## Task to carry out
Write each line out again exactly as written.

*** Dataset records

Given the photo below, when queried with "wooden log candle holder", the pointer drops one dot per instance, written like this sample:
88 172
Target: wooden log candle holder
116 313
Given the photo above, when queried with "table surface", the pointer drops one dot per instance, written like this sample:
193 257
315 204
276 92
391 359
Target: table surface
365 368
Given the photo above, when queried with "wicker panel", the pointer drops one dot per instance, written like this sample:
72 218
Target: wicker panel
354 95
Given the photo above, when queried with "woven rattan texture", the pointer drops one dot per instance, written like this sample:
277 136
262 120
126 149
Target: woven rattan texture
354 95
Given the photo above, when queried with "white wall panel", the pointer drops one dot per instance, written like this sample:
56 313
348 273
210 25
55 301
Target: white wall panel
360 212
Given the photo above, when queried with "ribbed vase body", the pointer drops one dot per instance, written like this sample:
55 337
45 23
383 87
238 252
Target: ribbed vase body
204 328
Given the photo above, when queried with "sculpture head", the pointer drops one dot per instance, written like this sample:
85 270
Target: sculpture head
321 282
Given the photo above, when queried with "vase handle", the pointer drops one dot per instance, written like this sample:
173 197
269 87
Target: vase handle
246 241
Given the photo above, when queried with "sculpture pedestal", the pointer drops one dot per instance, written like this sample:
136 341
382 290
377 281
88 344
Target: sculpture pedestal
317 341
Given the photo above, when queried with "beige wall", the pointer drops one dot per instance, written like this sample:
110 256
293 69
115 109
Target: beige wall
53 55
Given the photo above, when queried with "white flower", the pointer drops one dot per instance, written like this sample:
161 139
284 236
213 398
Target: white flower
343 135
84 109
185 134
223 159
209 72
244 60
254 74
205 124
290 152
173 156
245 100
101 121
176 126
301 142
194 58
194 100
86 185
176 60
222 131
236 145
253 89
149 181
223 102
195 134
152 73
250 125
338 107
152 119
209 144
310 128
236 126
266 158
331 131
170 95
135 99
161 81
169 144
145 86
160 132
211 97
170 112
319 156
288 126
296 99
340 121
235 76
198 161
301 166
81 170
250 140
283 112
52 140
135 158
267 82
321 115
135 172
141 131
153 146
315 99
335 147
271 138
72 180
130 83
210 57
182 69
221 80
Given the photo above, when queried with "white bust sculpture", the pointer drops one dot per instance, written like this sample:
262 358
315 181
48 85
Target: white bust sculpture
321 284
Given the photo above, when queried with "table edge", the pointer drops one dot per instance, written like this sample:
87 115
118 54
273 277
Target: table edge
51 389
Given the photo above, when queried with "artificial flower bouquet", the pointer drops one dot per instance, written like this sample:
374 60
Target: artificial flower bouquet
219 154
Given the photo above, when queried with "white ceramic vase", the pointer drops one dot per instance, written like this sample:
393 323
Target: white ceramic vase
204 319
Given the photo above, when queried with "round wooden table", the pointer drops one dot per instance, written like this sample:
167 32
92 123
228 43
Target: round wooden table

******

## Exercise result
Given the photo below, when queried with "wooden log candle holder", the pointer drops one dot per instance, written like this sample:
88 172
Target: wooden log candle holder
116 313
Given the photo above, when queried with "table surface", the pointer drops one dot per instance, written like this sample:
193 257
315 204
276 92
391 359
Target: table surface
365 368
Given the photo above, when queried with "wicker panel", the pointer drops one dot per instance, written like this sample:
72 218
Target: wicker panel
354 95
Given the photo above, when queried with "woven rattan texture", the pointer drops one dot per instance, written like this sample:
277 136
262 120
126 149
Target: woven rattan texture
354 95
Given the photo above, when queried with "white wall panel", the pointer drops one dot per instance, written like this sample:
56 313
348 273
210 25
55 301
Target: white wall panel
360 212
Given the photo above, when queried with "ribbed vase body", the pointer drops one dot per instance, written like this sample:
55 337
45 23
383 87
238 252
Target: ribbed vase body
204 328
Given the photo above, when queried with "sculpture head", the pointer drops one dot per instance, written like this sample:
85 270
Target: sculpture head
321 282
Given the photo above, when queried with "vase handle", the pointer drops one dot per instance, written like this sample:
173 197
269 87
Target: vase handle
246 241
Given the photo above, when queried with "sculpture pedestal", the pointer drops one dot per instance, written like this sample:
136 341
382 290
377 281
88 344
Target: sculpture pedestal
317 341
Given the photo above, when queried with "beige wall", the pointer drops one dot per instance, written like this sample:
110 256
293 69
115 109
Target: beige wall
53 55
Given the photo above, when queried with "white flower", the pointer drops one dot per instance, written like this sample:
161 139
284 236
213 398
Target: white flower
343 135
84 109
185 134
223 159
209 72
244 60
254 74
205 124
290 152
173 156
245 100
101 121
176 126
301 142
194 58
194 100
86 185
176 60
222 131
236 145
253 89
149 181
223 102
195 134
152 73
250 125
338 107
152 119
209 144
310 128
236 126
266 158
331 131
170 95
135 99
161 81
169 144
145 86
160 132
211 97
170 112
319 156
288 126
296 99
340 121
235 76
198 161
301 166
81 170
250 140
283 112
52 140
135 158
267 82
321 115
135 172
141 131
153 146
315 99
335 147
271 138
72 180
130 83
210 57
182 69
221 80
Given the photo above, when queried with "white bust sculpture", the pointer drops one dot per instance, written like this sample:
262 358
315 181
48 85
Target: white bust sculpture
321 284
Given the photo above, when queried with "table edge", the pointer drops one dot per instance, written like this sample:
87 115
118 54
273 277
Target: table edge
51 389
Given the photo above, when queried with "artificial flower bouquet", the pointer drops one dot per instance, written like this sample:
374 60
Target: artificial flower bouquet
219 154
Given the photo above, when queried with "white ceramic vase", the pointer drops one dot per instance, written like this sample:
393 323
Target: white ceramic vase
204 319
Given the photo above, when queried with "round wooden table", the pointer drops one dot per instance, written like this sample:
167 32
92 123
228 43
Target: round wooden table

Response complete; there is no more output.